Data section -
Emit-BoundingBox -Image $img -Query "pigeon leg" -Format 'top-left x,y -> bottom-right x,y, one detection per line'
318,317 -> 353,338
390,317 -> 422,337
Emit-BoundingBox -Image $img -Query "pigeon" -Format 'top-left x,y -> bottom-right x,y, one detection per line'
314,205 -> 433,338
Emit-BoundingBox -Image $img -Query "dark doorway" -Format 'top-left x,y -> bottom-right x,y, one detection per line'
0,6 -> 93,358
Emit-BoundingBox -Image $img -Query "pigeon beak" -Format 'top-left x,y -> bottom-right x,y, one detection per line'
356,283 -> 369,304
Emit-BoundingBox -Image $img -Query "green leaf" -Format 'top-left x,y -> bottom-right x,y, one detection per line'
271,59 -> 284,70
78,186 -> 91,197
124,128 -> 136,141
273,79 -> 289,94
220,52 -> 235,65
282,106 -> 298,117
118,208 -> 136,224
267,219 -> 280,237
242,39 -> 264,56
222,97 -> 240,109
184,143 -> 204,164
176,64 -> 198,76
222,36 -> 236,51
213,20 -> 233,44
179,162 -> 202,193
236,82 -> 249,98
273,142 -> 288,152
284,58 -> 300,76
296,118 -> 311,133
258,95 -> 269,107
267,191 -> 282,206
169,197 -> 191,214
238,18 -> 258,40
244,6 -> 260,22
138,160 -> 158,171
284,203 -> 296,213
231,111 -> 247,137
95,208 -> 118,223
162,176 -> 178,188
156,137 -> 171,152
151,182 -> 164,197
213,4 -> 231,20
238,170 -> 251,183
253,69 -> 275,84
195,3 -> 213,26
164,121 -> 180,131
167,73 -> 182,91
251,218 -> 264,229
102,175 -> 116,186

Work to complete - Please pull out every line of the data above and reproduce each one verbatim, in its original order.

Response to the task -
Emit-BoundingBox -Image $img -Query "pigeon leg" -Format 'top-left x,y -> bottom-right x,y, one detection per line'
318,317 -> 353,338
390,317 -> 422,337
Emit-BoundingBox -Image $img -Query "pigeon" -Format 'top-left x,y -> bottom-right x,y, one detection per line'
314,205 -> 433,338
Emit-BoundingBox -Image $img -Query "dark doorway" -Format 'top-left x,y -> bottom-right x,y, one detection per line'
0,6 -> 93,358
Emit-BoundingBox -Image $img -Query "pigeon beak" -Format 'top-left x,y -> bottom-right x,y, one detection per line'
356,283 -> 369,304
Emit-BoundingBox -Image $img -Query "green leaf" -Format 'top-left x,y -> bottom-right x,y, one detection per line'
271,59 -> 284,70
78,186 -> 91,197
124,128 -> 136,141
273,79 -> 289,94
220,52 -> 235,65
282,106 -> 298,117
118,208 -> 136,224
267,219 -> 280,237
242,39 -> 264,56
222,97 -> 240,109
184,143 -> 204,164
176,64 -> 198,76
222,36 -> 236,51
213,20 -> 233,44
179,162 -> 202,193
236,82 -> 249,98
273,142 -> 288,152
284,58 -> 300,76
296,118 -> 311,133
258,95 -> 269,107
267,191 -> 282,206
169,197 -> 191,214
238,18 -> 258,40
244,6 -> 260,22
138,160 -> 158,171
284,203 -> 296,213
231,111 -> 247,137
95,208 -> 118,223
162,176 -> 178,188
156,137 -> 171,152
151,182 -> 164,197
213,4 -> 231,20
238,170 -> 251,183
253,69 -> 275,84
195,3 -> 213,26
164,121 -> 180,131
167,73 -> 182,91
251,218 -> 264,229
102,175 -> 116,186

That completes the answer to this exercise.